DATA PROVIDED:
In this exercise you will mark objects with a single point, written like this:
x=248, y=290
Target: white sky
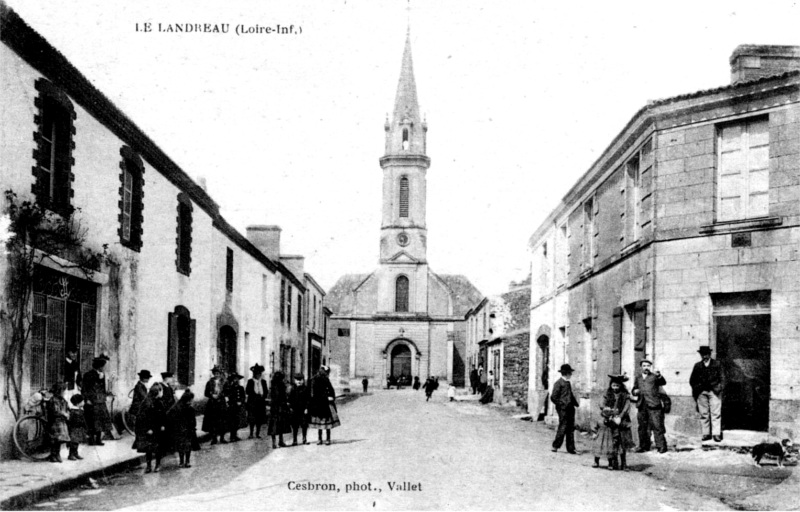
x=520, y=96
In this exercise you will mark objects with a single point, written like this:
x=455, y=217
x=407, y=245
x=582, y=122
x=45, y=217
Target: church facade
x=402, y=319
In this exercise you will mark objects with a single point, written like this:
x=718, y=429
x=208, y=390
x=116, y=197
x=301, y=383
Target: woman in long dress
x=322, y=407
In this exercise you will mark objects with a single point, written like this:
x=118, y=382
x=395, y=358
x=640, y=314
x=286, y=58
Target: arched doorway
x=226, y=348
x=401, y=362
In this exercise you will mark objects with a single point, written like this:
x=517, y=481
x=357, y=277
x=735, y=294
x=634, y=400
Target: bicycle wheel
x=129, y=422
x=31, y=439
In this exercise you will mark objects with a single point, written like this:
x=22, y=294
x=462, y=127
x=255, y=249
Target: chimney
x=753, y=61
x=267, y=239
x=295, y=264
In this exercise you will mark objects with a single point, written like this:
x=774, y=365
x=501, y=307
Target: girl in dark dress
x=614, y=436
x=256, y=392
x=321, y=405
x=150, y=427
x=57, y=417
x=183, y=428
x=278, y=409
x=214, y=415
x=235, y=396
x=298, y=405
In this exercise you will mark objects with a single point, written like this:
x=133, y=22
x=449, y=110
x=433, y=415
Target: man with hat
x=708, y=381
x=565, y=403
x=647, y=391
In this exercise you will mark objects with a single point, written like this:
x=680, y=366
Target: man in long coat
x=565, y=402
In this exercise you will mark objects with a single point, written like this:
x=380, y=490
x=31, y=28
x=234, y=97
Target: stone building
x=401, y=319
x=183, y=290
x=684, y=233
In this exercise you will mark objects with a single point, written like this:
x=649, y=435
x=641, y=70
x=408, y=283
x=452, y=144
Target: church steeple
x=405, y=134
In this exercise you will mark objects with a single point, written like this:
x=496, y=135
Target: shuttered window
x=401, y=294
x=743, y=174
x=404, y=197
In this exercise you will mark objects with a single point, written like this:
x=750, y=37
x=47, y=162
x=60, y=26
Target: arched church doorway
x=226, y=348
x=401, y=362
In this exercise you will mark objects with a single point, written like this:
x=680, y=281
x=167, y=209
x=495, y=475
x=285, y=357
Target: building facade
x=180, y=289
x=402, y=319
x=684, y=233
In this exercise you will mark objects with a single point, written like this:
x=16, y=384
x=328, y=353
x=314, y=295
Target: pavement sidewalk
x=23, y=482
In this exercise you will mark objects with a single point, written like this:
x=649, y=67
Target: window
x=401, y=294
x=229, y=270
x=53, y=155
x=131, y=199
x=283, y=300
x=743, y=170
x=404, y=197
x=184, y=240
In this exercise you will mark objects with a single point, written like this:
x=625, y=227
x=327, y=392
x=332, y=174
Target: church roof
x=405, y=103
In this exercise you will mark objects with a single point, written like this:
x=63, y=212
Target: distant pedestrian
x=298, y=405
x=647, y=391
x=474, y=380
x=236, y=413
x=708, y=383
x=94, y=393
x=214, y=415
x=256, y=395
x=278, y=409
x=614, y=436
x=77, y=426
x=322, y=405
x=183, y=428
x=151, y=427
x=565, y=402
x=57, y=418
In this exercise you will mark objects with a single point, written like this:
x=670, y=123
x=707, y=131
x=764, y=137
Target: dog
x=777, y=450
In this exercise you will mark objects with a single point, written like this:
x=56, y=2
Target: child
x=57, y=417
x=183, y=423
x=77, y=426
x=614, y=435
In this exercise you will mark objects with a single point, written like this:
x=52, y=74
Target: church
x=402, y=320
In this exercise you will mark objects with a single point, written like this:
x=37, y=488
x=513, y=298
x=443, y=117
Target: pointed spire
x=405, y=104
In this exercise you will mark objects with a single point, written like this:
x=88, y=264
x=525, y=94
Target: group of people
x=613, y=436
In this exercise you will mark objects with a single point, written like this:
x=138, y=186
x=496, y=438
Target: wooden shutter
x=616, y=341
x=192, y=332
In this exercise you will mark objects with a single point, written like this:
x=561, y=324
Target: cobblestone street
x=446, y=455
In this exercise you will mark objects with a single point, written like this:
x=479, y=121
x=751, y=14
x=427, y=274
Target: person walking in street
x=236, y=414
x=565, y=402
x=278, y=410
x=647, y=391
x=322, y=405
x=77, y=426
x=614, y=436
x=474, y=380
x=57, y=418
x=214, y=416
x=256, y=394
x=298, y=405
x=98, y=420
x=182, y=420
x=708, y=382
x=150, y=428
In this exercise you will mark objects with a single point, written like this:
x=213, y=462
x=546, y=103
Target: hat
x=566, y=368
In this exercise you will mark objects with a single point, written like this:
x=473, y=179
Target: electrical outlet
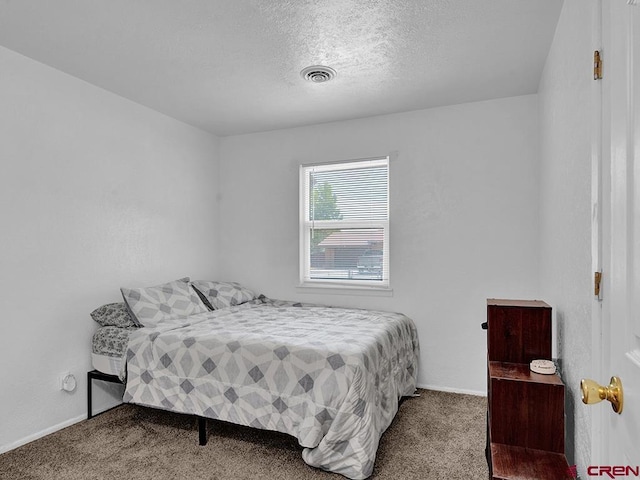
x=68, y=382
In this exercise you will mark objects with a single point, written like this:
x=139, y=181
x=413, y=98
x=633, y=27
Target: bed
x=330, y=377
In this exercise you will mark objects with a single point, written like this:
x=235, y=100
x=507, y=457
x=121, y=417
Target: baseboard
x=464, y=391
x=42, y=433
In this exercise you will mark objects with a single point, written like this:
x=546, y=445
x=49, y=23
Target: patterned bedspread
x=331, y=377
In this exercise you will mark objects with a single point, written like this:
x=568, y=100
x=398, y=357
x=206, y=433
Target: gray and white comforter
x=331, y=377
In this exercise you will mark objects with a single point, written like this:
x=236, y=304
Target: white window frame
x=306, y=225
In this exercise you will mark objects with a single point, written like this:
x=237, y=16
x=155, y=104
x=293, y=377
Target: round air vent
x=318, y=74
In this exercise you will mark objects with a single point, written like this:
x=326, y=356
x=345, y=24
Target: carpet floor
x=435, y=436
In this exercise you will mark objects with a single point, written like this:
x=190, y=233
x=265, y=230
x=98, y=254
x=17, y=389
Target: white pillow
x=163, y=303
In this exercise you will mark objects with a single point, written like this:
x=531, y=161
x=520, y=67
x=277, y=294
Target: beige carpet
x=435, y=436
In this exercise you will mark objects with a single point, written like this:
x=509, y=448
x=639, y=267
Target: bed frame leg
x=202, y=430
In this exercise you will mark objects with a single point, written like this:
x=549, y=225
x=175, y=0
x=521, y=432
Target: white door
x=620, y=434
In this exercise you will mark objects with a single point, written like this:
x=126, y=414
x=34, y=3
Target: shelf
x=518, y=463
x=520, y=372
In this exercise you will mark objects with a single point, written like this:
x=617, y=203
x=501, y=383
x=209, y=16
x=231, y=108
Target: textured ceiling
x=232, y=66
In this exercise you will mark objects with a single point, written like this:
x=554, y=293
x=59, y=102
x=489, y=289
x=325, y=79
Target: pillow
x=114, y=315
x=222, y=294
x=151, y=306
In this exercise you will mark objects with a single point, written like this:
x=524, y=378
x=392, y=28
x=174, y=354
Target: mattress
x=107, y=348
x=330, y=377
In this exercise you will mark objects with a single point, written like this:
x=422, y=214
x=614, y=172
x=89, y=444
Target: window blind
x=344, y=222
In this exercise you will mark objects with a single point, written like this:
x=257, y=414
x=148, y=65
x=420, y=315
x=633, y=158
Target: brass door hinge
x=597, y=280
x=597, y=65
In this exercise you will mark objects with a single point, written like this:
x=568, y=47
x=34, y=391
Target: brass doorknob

SHORT EXERCISE: Rewrite every item above, swapping "Target" for "Object" throughout and keeping everything else the same. Leave out the pictures.

RESULT OF THE EXERCISE:
In this exercise you will mark objects with a single point, written like this:
x=248, y=290
Object: white sky
x=520, y=96
In this exercise you will mark objects with a single point, written like this:
x=455, y=217
x=407, y=245
x=582, y=122
x=45, y=217
Object: church facade
x=402, y=319
In this exercise you will mark objects with a single point, written like this:
x=718, y=429
x=208, y=390
x=116, y=197
x=301, y=383
Object: woman in long dress
x=322, y=407
In this exercise you will mark objects with a single point, written like this:
x=118, y=382
x=395, y=358
x=640, y=314
x=286, y=58
Object: arched doorway
x=226, y=348
x=401, y=362
In this exercise you will mark objects with a single point, written like this:
x=517, y=481
x=357, y=277
x=735, y=294
x=634, y=400
Object: bicycle wheel
x=129, y=422
x=31, y=439
In this exercise you will mark objects with a single point, written like this:
x=22, y=294
x=462, y=127
x=255, y=249
Object: chimney
x=753, y=61
x=267, y=239
x=295, y=264
In this exercise you will mark objects with a single point, written like this:
x=774, y=365
x=501, y=307
Object: girl in dark dress
x=614, y=436
x=256, y=392
x=321, y=405
x=150, y=427
x=57, y=417
x=183, y=428
x=278, y=409
x=214, y=415
x=235, y=396
x=298, y=405
In this exercise you will mark objects with a single point, written like this:
x=133, y=22
x=449, y=110
x=433, y=415
Object: man with hat
x=708, y=381
x=565, y=403
x=647, y=391
In this exercise you will mark objects with a single point, written like this:
x=680, y=366
Object: man in long coat
x=565, y=402
In this exercise you will mark objects with a single point, written like this:
x=380, y=490
x=31, y=28
x=234, y=97
Object: stone building
x=401, y=319
x=183, y=290
x=684, y=233
In this exercise you will mark objects with a single point, written like this:
x=649, y=435
x=641, y=70
x=408, y=283
x=452, y=144
Object: church steeple
x=405, y=134
In this exercise you will mark objects with a single point, written like this:
x=496, y=135
Object: shuttered window
x=401, y=294
x=743, y=174
x=404, y=197
In this exercise you will mark objects with a single point, written like this:
x=750, y=37
x=47, y=162
x=60, y=26
Object: arched church doorway
x=226, y=348
x=401, y=362
In this exercise you will mark objects with a single point, written like this:
x=680, y=281
x=167, y=209
x=495, y=475
x=285, y=357
Object: building facade
x=180, y=289
x=402, y=319
x=684, y=233
In this exercise you will mark objects with a single point, written like this:
x=16, y=384
x=328, y=353
x=314, y=295
Object: pavement sidewalk
x=23, y=482
In this exercise you will mark objects with a single point, written like this:
x=649, y=67
Object: window
x=401, y=294
x=229, y=270
x=53, y=155
x=131, y=199
x=283, y=300
x=743, y=170
x=404, y=197
x=184, y=240
In this exercise you will mark objects with a single point, written like this:
x=625, y=227
x=327, y=392
x=332, y=174
Object: church roof
x=405, y=103
In this exercise you will mark objects with a single point, written like this:
x=63, y=212
Object: distant pedestrian
x=298, y=405
x=647, y=391
x=474, y=380
x=236, y=413
x=708, y=383
x=94, y=393
x=214, y=415
x=256, y=395
x=278, y=409
x=614, y=436
x=77, y=426
x=322, y=405
x=183, y=428
x=151, y=427
x=565, y=402
x=57, y=418
In this exercise you will mark objects with a single point, written like this:
x=670, y=123
x=707, y=131
x=764, y=137
Object: dog
x=777, y=450
In this exercise you will mark objects with a single point, written like this:
x=56, y=2
Object: child
x=57, y=417
x=183, y=423
x=77, y=426
x=614, y=435
In this exercise you will mark objects with a single point, written like this:
x=52, y=74
Object: church
x=402, y=320
In this exercise you will mark objects with a single point, written like this:
x=37, y=488
x=513, y=298
x=443, y=117
Object: pointed spire
x=405, y=104
In this exercise you will mark objects with a single point, written like this:
x=88, y=264
x=525, y=94
Object: group of people
x=613, y=436
In this exercise you will mark objects with a single point, written like this:
x=138, y=186
x=496, y=438
Object: wooden shutter
x=616, y=341
x=192, y=332
In this exercise you will mark objects with a single point, written like this:
x=561, y=324
Object: cobblestone street
x=446, y=455
In this exercise you will mark objects with a single point, written like this:
x=479, y=121
x=751, y=14
x=427, y=274
Object: person walking in street
x=236, y=414
x=565, y=402
x=278, y=410
x=647, y=391
x=322, y=405
x=77, y=426
x=614, y=436
x=474, y=380
x=57, y=418
x=214, y=416
x=256, y=394
x=298, y=405
x=98, y=420
x=182, y=420
x=708, y=382
x=150, y=428
In this exercise you will mark objects with a single point, written like this:
x=213, y=462
x=546, y=103
Object: hat
x=566, y=368
In this exercise you will mark objects with a single point, written like this:
x=473, y=179
Object: electrical outlet
x=68, y=382
In this exercise you will mark objects with a single point, written like this:
x=139, y=181
x=413, y=98
x=633, y=27
Object: bed
x=330, y=377
In this exercise you will mark objects with a single point, written like this:
x=235, y=100
x=507, y=457
x=121, y=417
Object: baseboard
x=464, y=391
x=42, y=433
In this exercise you will mark objects with a single point, written like this:
x=546, y=445
x=49, y=23
Object: patterned bedspread
x=331, y=377
In this exercise you will mark objects with a single point, written like this:
x=568, y=100
x=398, y=357
x=206, y=433
Object: gray and white comforter
x=331, y=377
In this exercise you will mark objects with a single point, written like this:
x=236, y=304
Object: white window frame
x=306, y=225
In this exercise you will mark objects with a single point, written like this:
x=237, y=16
x=155, y=104
x=293, y=377
Object: round air vent
x=318, y=74
In this exercise you will mark objects with a single point, written like this:
x=326, y=356
x=345, y=24
Object: carpet floor
x=435, y=436
In this exercise you will mark objects with a single point, written like this:
x=190, y=233
x=265, y=230
x=98, y=254
x=17, y=389
Object: white pillow
x=163, y=303
In this exercise you will mark objects with a single point, written like this:
x=531, y=161
x=520, y=67
x=277, y=294
Object: beige carpet
x=435, y=436
In this exercise you will mark objects with a single point, written like this:
x=509, y=448
x=639, y=267
Object: bed frame leg
x=202, y=430
In this exercise you will mark objects with a single point, written like this:
x=549, y=225
x=175, y=0
x=521, y=432
Object: white door
x=620, y=434
In this exercise you will mark objects with a single point, written like this:
x=126, y=414
x=34, y=3
Object: shelf
x=518, y=463
x=520, y=372
In this exercise you will mark objects with a single point, written like this:
x=617, y=203
x=501, y=383
x=209, y=16
x=231, y=108
Object: textured ceiling
x=232, y=66
In this exercise you will mark objects with a single point, written like this:
x=554, y=293
x=59, y=102
x=489, y=289
x=325, y=79
Object: pillow
x=114, y=315
x=222, y=294
x=151, y=306
In this exercise you will mark objects with a single point, written like this:
x=524, y=378
x=392, y=28
x=174, y=354
Object: mattress
x=107, y=348
x=330, y=377
In this exercise you will mark objects with a single point, written like this:
x=422, y=214
x=614, y=172
x=89, y=444
Object: window blind
x=344, y=222
In this exercise you will mark objects with a single point, written like this:
x=257, y=414
x=148, y=65
x=420, y=315
x=633, y=158
Object: brass door hinge
x=597, y=280
x=597, y=65
In this exercise you will mark objects with a single point, written like this:
x=568, y=47
x=34, y=391
Object: brass doorknob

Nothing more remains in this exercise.